◆ Challenge ◆
Render every line of the items below as a JSON list of strings, one string per line, skipping blank lines and leaving out the picture.
○ ○ ○ ○
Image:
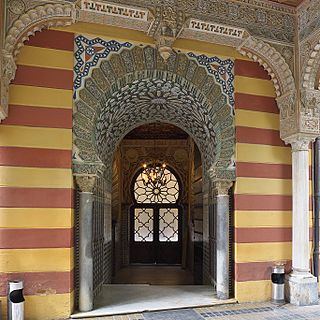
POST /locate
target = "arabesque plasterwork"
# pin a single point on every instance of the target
(135, 86)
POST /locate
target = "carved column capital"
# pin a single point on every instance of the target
(221, 187)
(7, 71)
(299, 142)
(287, 104)
(86, 183)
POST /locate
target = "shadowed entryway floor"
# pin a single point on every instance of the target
(154, 275)
(118, 299)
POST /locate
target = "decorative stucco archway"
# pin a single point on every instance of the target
(135, 86)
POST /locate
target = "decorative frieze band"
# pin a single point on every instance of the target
(114, 10)
(216, 28)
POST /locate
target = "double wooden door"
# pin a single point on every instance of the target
(155, 234)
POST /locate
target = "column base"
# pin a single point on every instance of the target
(301, 290)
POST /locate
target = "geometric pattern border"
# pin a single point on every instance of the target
(222, 70)
(88, 54)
○ ○ ○ ○
◆ The reply ◆
[
  "Image:",
  "POST /locate",
  "target = \"arabesque plasterwork\"",
  "# pin a single point on every instance of the target",
  "(135, 86)",
  "POST /locate",
  "target = \"carved column capital\"",
  "# pin a single point on every instance of the target",
  "(221, 187)",
  "(7, 71)",
  "(299, 142)",
  "(287, 104)",
  "(86, 183)",
  "POST /locate",
  "target = \"shadowed entryway floor\"",
  "# pin a single point on every instance of the target",
  "(154, 275)",
  "(118, 299)",
  "POST /locate",
  "target = \"decorative stucco archway\"",
  "# pin a single point on every instance of the target",
  "(135, 86)",
  "POST /locate",
  "target = \"decorative frieze band\"",
  "# pin a single point on every instance of the target",
  "(114, 10)",
  "(216, 28)",
  "POST /locate",
  "target = \"double wooden door\"",
  "# pin a single point on every instance of the target",
  "(155, 234)",
  "POST /locate",
  "target = \"column base\"",
  "# pin a single point on every instance of the target",
  "(301, 290)",
  "POST /locate",
  "target = \"geometric pattern border\"",
  "# pin a single point on every instance of the target",
  "(222, 70)",
  "(88, 54)"
]